==== STUDY MATERIAL ====
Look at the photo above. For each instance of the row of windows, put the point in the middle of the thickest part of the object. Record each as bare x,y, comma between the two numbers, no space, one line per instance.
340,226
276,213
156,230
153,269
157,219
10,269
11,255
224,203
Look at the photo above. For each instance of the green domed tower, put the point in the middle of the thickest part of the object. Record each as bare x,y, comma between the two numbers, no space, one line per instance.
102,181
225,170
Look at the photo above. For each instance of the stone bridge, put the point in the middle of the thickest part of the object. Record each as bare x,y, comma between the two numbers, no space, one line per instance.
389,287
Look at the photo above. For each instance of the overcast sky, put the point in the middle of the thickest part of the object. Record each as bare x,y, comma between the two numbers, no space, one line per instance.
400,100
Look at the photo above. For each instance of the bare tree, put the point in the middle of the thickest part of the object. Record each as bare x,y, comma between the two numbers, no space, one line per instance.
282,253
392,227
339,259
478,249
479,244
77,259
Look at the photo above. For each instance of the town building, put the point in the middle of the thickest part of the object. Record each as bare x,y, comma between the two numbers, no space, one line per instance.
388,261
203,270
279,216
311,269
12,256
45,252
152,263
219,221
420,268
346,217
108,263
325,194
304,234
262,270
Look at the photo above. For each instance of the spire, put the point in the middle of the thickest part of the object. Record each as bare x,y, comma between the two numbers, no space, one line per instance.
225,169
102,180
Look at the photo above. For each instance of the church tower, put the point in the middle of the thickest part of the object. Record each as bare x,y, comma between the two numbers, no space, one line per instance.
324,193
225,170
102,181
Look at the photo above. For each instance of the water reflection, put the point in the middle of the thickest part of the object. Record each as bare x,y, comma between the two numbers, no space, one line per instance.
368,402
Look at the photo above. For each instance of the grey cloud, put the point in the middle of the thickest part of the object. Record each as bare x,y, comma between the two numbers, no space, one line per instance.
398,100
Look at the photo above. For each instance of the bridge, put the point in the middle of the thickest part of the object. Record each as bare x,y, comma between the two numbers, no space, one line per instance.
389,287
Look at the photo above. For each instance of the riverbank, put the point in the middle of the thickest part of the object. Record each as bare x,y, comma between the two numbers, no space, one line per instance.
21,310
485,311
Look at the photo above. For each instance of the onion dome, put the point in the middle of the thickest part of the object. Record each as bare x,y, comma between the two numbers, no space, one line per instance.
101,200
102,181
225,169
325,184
====
• **INSTRUCTIONS TO FOLLOW**:
Extract all of the data above and output it character for character.

• **SOLUTION**:
Look at the photo above. For each instance of the row of windows, put the point in the middle of the thickest part of the object. Record each as bare x,y, comma between the two numbers, no space, one line per instance.
340,226
276,213
156,230
153,269
157,219
10,269
11,255
224,203
Look at the photo above. For each instance of the green domed tower, put the point in the middle of the thickest part of the object. Record each as bare x,y, comma between the two numbers, no space, one line per instance.
102,181
225,170
Look at the photo above. For each instance of the stone bridge, put the point in the middle of the thickest part of the object. Record each as bare x,y, comma between the two numbers, no space, one line per instance.
389,287
Look at the photo above. For each instance of the overcast sky, put the point in the middle of the thickest part of the object. Record each as bare x,y, comma between the two numbers, no space, one line per instance.
400,100
Look at the photo above. For each instance of the bare tree, put the point in the middle of the thickest part of the object. Record each as bare x,y, comma between the two numbers, no space, one line per instance.
282,253
392,227
339,259
478,249
479,244
77,259
Look at the photo above. For each instance of the town building, put the point in the middle of the thickest part of the object. Record each as bare x,y, comma between the two numbers, no space, one line per instance.
388,261
203,270
279,216
311,269
12,256
45,252
152,263
219,221
420,268
346,217
108,263
325,194
304,234
262,270
Look at the photo above. For each instance of the spire, put the point in the middle of the thickest part of the object. Record each as bare x,y, comma between the two numbers, no space, one line per instance.
225,169
102,180
Look at the photo above. For each instance of the church tower, put the point in the middle of the thickest part of the object. Record each as bare x,y, comma between the two numbers, no space, one line per instance.
324,193
225,170
102,181
Look at the photo above. For each instance of the water reflection, put the point in the middle of the thickest part of the object. Record each as bare x,y, comma between the two numbers, no space, one line per instance.
368,402
Look at the photo above. For each instance of the grey cloud, put the point in the middle of the thickest part of the object. Record each as bare x,y, comma between the two numbers, no space, one line per instance.
398,100
Look at the photo above. For each instance of the bridge, put the point in the middle of the thickest part of the object. Record each as bare x,y, comma between the two numbers, no space, one line per instance.
389,287
Look at the photo above. For each instance of the riverbank, put the point in the middle of the thickest part of the object. Record each as bare x,y, comma between the two numbers, no space, one line per instance.
21,310
485,311
Look at the photo above. For each instance of the onion dome, put the point in the middle of the thickest part of the object. Record each as bare x,y, comma between the two numbers, no space, one line per instance.
101,200
102,181
225,169
325,184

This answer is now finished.